- [Exercise requirements] Rewrite the data from the line with "For the dataset, pick out the blue plastic" through the end of the data, requests included. Increase every x and y coordinate in the answers by 95.

Entries from a pointing dataset:
•••••

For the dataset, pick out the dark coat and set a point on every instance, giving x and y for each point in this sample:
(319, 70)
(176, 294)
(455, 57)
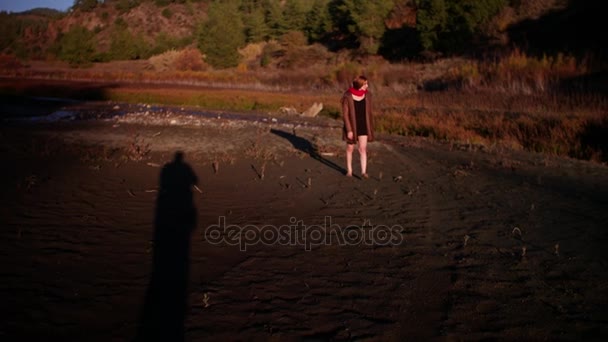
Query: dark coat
(348, 114)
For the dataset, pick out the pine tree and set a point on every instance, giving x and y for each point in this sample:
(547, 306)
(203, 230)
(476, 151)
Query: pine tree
(222, 34)
(368, 17)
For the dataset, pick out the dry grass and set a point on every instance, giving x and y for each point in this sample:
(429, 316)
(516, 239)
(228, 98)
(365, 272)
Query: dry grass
(517, 101)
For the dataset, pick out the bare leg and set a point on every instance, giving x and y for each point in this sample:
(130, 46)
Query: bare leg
(349, 159)
(363, 154)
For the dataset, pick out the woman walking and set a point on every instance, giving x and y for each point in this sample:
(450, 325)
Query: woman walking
(358, 123)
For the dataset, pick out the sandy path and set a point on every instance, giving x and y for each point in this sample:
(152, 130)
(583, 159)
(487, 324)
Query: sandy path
(79, 220)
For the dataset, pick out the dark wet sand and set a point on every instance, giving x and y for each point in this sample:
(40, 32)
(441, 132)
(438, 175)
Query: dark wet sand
(80, 216)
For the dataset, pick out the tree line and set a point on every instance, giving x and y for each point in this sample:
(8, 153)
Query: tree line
(440, 26)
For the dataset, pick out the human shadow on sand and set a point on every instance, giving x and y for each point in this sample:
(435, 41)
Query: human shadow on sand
(306, 146)
(164, 310)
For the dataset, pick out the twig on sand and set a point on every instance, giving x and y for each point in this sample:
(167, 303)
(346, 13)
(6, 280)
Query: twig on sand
(516, 231)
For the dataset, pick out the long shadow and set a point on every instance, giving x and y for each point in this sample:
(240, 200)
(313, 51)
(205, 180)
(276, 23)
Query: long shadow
(307, 147)
(164, 310)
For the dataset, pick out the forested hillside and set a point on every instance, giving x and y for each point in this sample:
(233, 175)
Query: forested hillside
(396, 30)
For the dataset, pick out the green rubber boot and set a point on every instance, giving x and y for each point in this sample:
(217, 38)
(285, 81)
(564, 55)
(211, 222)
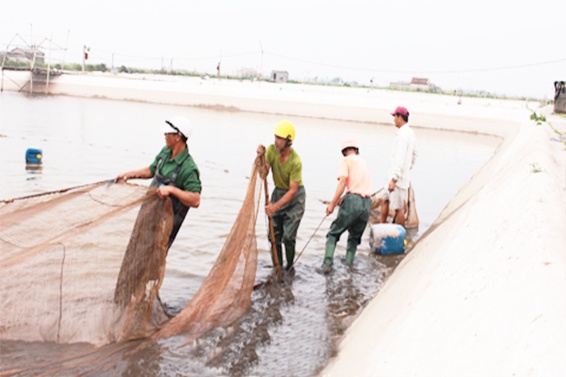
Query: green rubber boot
(350, 254)
(329, 254)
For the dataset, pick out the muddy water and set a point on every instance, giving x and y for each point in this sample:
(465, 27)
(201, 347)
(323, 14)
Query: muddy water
(293, 325)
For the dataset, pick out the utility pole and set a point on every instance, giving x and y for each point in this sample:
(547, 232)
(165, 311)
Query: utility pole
(85, 55)
(261, 64)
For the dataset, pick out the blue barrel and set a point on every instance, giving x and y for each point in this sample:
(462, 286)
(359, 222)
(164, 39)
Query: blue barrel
(387, 239)
(34, 156)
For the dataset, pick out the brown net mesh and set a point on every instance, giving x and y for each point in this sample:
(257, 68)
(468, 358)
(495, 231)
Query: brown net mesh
(86, 264)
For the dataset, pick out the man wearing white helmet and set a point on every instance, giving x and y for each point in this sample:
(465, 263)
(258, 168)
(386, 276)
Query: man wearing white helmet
(174, 172)
(354, 179)
(288, 198)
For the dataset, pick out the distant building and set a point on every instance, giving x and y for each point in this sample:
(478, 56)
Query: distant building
(417, 84)
(279, 76)
(24, 55)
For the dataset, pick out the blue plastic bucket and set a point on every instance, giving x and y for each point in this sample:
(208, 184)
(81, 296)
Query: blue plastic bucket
(387, 239)
(34, 156)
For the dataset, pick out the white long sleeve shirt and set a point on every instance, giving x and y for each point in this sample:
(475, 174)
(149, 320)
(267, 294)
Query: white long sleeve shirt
(403, 156)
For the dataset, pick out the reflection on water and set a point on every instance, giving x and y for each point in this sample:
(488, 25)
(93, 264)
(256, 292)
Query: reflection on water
(292, 325)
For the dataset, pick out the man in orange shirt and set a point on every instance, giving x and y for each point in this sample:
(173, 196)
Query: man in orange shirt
(354, 178)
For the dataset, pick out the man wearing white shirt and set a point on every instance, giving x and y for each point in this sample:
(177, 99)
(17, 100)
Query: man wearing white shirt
(396, 193)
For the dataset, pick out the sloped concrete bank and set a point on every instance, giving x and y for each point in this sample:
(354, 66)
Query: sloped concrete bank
(483, 292)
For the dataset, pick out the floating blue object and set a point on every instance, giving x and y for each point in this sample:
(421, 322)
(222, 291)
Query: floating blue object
(387, 238)
(34, 156)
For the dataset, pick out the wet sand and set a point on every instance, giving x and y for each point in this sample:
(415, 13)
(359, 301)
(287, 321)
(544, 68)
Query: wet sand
(483, 291)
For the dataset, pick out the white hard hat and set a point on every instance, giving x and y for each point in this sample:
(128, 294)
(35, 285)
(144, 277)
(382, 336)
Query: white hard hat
(178, 124)
(349, 143)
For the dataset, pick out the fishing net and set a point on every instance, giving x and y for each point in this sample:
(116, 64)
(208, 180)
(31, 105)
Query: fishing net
(225, 293)
(86, 264)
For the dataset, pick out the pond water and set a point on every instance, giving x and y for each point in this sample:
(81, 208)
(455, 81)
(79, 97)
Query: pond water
(293, 325)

•••••

- [Response]
For the dataset, pick out the blue plastic bucket and set a point on every instance, giving x and y for each point in this sample:
(208, 184)
(81, 296)
Query: blue plastic bucket
(482, 334)
(129, 251)
For the dataset, pick out the white long sleeve shirt and set a point on every instance, giving x and y for each point in this sample:
(475, 174)
(149, 320)
(267, 294)
Query: white long sleeve shirt
(498, 251)
For the dataset, pick out the reflection on water and set a point on every instance, giving x and y for each point in this sample:
(488, 25)
(93, 264)
(256, 292)
Query: reflection on water
(387, 420)
For the dataset, pick out the man in orange shirt and set a point on every instance, giving x and y for each point in this sample:
(173, 196)
Query: man in orange shirt
(449, 273)
For the dataset, pick out the man wearing white shirt and set a point on every instance, giving x and y for each point in this sample:
(177, 99)
(17, 100)
Query: man wearing white shirt
(491, 288)
For the dataset, pick out the sloped concrete bank and set a point on every instance, giving x and y for each point in this sample:
(354, 66)
Query: sloped concrete bank
(578, 387)
For the dataset, pick out the floating blue object and set a point on every instance, giving x and y for each point in this sample:
(421, 322)
(222, 291)
Query: floating blue object
(482, 333)
(129, 251)
For the dataset, pick out the wet sand and set a point on every instance, giving x and y for each point in this sample:
(415, 13)
(359, 301)
(287, 321)
(544, 68)
Query: wet sand
(578, 386)
For the dataset, pick out the white hard hat and set a point on every instance, giving x and y for each point in this sample:
(128, 294)
(35, 285)
(144, 277)
(382, 336)
Query: white hard hat
(273, 219)
(444, 238)
For the dataset, pick out the fishing net and set a point on every instance, giving x and y for each point in this sample:
(116, 64)
(208, 180)
(31, 105)
Query: fishing net
(320, 388)
(181, 359)
For the dataset, pick out the pond water and set a point on every instance, giving x and y for each point in this sample:
(81, 208)
(455, 81)
(79, 97)
Query: pond water
(388, 420)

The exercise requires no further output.